Aim of the task
Reproduce the records exactly.

*** Opening Exercise inputs ***

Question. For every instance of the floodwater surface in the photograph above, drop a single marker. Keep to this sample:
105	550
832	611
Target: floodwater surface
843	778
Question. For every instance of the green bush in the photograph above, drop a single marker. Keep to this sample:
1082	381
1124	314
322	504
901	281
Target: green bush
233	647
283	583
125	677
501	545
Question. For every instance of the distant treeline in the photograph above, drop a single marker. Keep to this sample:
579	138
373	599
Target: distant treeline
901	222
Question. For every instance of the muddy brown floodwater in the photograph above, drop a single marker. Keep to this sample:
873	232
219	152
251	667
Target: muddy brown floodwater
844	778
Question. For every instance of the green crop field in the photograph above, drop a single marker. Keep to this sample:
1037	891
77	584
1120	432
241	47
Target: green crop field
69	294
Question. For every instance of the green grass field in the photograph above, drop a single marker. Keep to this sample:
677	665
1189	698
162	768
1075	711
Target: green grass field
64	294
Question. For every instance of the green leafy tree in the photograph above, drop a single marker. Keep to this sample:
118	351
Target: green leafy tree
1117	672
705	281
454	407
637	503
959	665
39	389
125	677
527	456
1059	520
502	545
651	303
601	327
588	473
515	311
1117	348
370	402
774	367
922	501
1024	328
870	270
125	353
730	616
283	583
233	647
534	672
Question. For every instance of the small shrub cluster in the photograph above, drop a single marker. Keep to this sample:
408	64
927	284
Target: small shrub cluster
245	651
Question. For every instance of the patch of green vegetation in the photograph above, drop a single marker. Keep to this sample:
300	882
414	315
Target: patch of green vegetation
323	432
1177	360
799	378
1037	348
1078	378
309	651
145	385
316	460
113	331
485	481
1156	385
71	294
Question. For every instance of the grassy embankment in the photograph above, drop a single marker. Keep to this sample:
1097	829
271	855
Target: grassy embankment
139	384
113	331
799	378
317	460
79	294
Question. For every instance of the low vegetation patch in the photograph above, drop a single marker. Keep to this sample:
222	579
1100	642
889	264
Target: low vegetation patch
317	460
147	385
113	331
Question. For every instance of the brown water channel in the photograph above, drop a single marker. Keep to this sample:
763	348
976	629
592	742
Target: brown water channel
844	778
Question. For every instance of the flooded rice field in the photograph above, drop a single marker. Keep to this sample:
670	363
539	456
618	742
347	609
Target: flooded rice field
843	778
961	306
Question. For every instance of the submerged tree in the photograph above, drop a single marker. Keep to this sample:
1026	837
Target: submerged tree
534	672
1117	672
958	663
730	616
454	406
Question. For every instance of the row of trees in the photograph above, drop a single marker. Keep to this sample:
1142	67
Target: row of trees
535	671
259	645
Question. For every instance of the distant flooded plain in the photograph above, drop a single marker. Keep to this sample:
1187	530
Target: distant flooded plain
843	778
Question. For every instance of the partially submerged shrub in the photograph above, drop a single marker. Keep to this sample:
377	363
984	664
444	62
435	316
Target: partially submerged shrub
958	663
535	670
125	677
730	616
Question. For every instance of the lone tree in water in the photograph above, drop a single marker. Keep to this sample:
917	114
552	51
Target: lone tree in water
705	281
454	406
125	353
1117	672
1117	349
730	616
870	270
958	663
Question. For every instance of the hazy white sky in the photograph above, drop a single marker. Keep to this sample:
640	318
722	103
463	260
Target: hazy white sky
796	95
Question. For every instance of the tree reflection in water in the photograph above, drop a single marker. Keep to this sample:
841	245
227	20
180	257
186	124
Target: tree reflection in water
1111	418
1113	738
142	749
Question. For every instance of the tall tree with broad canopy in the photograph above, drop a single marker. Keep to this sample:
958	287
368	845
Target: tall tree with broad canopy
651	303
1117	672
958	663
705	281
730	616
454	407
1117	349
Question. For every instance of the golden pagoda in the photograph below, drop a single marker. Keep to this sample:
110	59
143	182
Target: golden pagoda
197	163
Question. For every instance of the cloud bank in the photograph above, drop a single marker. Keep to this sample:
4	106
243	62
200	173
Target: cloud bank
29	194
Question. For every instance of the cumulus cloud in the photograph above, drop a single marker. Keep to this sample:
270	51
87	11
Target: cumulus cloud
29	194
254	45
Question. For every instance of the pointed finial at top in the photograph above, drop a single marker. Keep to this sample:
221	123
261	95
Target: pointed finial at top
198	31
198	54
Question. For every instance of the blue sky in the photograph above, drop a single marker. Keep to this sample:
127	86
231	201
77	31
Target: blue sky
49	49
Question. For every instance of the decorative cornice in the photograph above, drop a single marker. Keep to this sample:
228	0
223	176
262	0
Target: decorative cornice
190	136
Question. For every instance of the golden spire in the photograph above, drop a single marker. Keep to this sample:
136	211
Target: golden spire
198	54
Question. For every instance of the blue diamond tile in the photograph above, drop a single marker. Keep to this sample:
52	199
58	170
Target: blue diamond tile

*** Closing Exercise inputs ***

Solution for this problem
Question. For every instance of the floodwater surface in the photograph above, drop a single marker. Keep to this sample:
105	550
832	611
Target: floodwater surface
843	778
Question. For every instance of the green bush in the photograph above, drop a single marker. Keep to this sample:
1082	381
1124	314
322	504
901	281
Target: green bush
233	647
283	583
125	677
501	545
Question. For every instance of the distant treeline in the photograph above, drop a single marker. Keep to this sample:
579	138
373	599
Target: distant treeline
901	222
Question. For every instance of the muddy brown floodwater in the photograph above, drop a single marker. Keep to this sample:
873	232
219	152
251	667
Target: muddy brown floodwater
844	778
Question. For every instance of the green crop field in the photograph above, drop a single marker. Keep to this sample:
1037	891
77	584
1120	432
241	47
Target: green crop field
69	294
Question. For every instance of the green grass field in the photograph above, drop a single marker. Keep to this sample:
677	665
1189	698
162	768
1075	711
Target: green grass field
64	294
Question. For every instance of the green leafy tree in the photograph above, drop a single marker. Keep to this sample:
118	351
Target: green leafy tree
1117	672
705	281
454	407
637	503
959	665
39	389
125	677
527	456
1059	520
502	545
651	303
601	327
588	473
515	311
1117	348
370	402
774	367
922	501
1024	328
870	270
125	353
730	616
283	583
233	647
534	672
Question. For every instance of the small shrub cluster in the photograph above, drop a single marker. Keep to this sample:
408	64
927	284
Target: small shrub cluster
245	651
Question. For every instance of the patch of green vegetation in the photograph above, drop a single marker. Keep to this sample:
300	882
414	315
Target: patch of green vegetation
323	432
1177	360
799	378
1037	348
1078	378
309	651
145	385
316	460
113	331
485	481
1156	385
71	294
Question. For every instance of the grassy embankment in the photograph above, drop a single marker. Keep to this sample:
1097	829
271	855
Target: grassy embankment
139	384
113	331
799	378
317	460
79	294
Question. For every instance of the low vegetation patch in the photograph above, drop a single marker. Keep to this sample:
222	579
1100	642
889	264
Target: low vegetation patch
317	460
147	385
113	331
Question. For every instance of the brown water channel in the photograph above, drop a single marker. Keep to this sample:
763	348
976	629
592	742
Target: brown water channel
844	778
Question. For every instance of the flooded rice field in the photograph above, drop a single marker. Keep to this sample:
670	363
539	456
618	742
347	609
Target: flooded rice field
843	778
961	306
Question. For every instance of the submerged tree in the photograph above, drop a single marker. Keep to this sample:
1026	837
Target: submerged tree
534	672
1117	672
958	663
730	616
454	406
Question. For every instance of the row of trees in the photograph above, drop a single marker. Keep to this sample:
1142	67
Target: row of trees
535	671
259	645
Question. For every instance of the distant flooded plain in the photograph above, drop a single marker. Keep to this sample:
1187	530
Target: distant flooded plain
843	778
Question. For every instance of the partially submerged shrub in the photograph above, drop a single marker. Keep to this sample:
377	363
984	664
444	62
435	316
Target: partially submerged shrub
958	663
535	670
125	677
730	616
Question. For every instance of the lone tree in water in the photograph above, drop a single marker. Keep to this sample:
917	114
552	51
Target: lone tree in water
705	281
454	406
125	353
1117	672
1117	349
730	616
870	270
958	663
Question. For every instance of the hazy white sky in the photograph above, drop a single marker. Keep to this sample:
640	318
722	103
463	260
Target: hazy white sky
796	95
Question. For every instance of the tree reflection in water in the photograph above, drop a single marker. Keep to this sample:
841	245
227	20
180	257
186	124
Target: tree reflection in water
1111	418
1113	738
142	749
Question. For every instance of the tall tree with broad canopy in the photograph above, drop a single marker. Keep to this sample:
958	287
368	845
Target: tall tree with broad canopy
651	303
1117	672
958	663
705	281
730	616
454	407
1117	349
Question. For every instance of the golden pagoda in the photograph below, drop a single marker. Keep to this sample:
110	59
143	182
Target: golden pagoda
197	163
Question. For every instance of the cloud bank in the photograph above, drop a single marker. Keep to this sample:
4	106
243	62
200	173
Target: cloud bank
29	194
Question. For every instance of the cumulus cloud in the photograph above, drop a single marker. Keep to this sample:
270	51
87	11
Target: cumulus cloud
29	194
254	45
Question. For every instance of the pointed finial at top in the photograph above, drop a single marker. Keep to this sample:
221	123
261	95
Target: pointed finial at top
198	31
198	54
Question. For every instance of the blue sky in the photograph above, drop a single marker. Keep to this sample:
127	86
231	201
77	31
Target: blue sky
49	49
Question. For every instance of the decorative cornice in the photograph above, drop a single marker. Keep to this sample:
228	0
223	176
262	0
Target: decorative cornice
190	136
Question. For every instance of the golden spire in the photograph above, drop a single marker. Keep to this sample:
136	211
Target: golden spire
198	54
Question. For every instance of the blue diamond tile in the photograph above, drop a single marker. Keep to this sample:
52	199
58	170
Target: blue diamond tile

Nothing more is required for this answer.